=== Data supplied ===
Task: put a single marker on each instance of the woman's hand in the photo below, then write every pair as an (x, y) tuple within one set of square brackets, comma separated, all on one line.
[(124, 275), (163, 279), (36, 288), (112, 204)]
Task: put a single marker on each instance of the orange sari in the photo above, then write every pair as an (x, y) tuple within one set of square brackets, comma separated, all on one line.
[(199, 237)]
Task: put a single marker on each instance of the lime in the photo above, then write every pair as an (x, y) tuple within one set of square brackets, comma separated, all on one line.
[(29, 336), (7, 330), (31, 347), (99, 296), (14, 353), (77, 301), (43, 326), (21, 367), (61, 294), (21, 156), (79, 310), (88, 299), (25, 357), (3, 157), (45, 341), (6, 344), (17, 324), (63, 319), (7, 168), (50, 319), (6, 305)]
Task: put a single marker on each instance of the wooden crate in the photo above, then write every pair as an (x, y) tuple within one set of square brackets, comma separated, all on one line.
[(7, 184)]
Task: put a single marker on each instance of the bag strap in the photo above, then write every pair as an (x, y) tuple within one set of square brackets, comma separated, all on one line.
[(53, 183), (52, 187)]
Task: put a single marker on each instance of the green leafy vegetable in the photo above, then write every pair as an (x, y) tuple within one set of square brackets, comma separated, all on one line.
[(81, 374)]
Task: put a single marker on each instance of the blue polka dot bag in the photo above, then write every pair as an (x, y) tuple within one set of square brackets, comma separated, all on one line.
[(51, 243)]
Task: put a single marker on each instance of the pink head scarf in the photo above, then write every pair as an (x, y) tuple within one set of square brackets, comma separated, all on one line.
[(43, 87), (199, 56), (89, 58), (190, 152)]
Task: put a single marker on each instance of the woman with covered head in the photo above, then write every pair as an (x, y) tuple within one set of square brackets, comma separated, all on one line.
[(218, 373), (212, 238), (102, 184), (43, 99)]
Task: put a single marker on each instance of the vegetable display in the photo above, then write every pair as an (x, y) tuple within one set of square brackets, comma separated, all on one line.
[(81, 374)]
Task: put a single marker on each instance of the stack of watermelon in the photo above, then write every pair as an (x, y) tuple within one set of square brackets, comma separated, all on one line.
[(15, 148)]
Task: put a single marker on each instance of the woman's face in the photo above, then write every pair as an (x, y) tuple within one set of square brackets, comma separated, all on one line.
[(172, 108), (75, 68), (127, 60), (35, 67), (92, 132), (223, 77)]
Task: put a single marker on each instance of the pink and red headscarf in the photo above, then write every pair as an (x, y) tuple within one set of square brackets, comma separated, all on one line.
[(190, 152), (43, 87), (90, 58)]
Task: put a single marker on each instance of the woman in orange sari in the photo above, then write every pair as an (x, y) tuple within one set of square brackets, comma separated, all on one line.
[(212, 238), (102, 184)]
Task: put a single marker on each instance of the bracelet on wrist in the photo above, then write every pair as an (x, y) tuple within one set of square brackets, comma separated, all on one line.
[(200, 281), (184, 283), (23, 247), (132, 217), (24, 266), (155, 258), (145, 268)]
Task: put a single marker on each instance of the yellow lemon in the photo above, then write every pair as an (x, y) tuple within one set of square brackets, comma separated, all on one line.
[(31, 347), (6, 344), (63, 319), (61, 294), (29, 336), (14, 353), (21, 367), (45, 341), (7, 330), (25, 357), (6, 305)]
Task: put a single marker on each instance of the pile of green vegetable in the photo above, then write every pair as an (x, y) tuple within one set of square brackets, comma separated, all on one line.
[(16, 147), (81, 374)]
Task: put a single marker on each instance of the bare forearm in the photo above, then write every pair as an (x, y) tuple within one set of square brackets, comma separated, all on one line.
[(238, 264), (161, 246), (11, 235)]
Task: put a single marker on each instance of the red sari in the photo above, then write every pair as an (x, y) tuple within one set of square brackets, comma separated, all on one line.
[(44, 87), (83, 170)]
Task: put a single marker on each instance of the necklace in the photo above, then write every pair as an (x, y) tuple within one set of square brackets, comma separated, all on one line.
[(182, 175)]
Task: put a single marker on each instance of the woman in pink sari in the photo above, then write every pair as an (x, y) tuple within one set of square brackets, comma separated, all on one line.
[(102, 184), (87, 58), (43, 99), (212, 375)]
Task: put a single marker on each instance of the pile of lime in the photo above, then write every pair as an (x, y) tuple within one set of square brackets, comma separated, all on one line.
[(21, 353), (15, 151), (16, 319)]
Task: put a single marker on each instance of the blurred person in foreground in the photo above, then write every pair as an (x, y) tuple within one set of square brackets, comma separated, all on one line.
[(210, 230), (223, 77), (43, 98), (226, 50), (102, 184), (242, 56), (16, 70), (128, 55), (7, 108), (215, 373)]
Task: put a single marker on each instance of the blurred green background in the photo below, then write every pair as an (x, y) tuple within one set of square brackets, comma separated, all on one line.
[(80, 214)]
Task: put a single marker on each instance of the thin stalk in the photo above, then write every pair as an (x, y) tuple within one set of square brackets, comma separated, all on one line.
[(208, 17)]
===
**Task to complete**
What is needed is an exact printout of every line from the one with "the blurred person" through the end of the data, including both, and nothing more.

**Task output**
Task: put a single marker on each instance of the blurred person in foreground in the photo above, then write every pair as an (x, y) tuple within one set of square brackets, comma separated, all on one line.
[(210, 230), (223, 77), (43, 98), (226, 50), (102, 184), (242, 56), (16, 70), (128, 55), (7, 108), (215, 373)]
Task: put a single marker on each instance of the blurred green background in the photo below, then write every pair as an (x, y) tuple within one set of square brackets, comma separated, all on one line.
[(80, 214)]
Task: put a single marker on each instance of the thin stalk in the photo above, then write every pair as an (x, y) tuple within one set of square brackets, comma separated, all on one line.
[(208, 17)]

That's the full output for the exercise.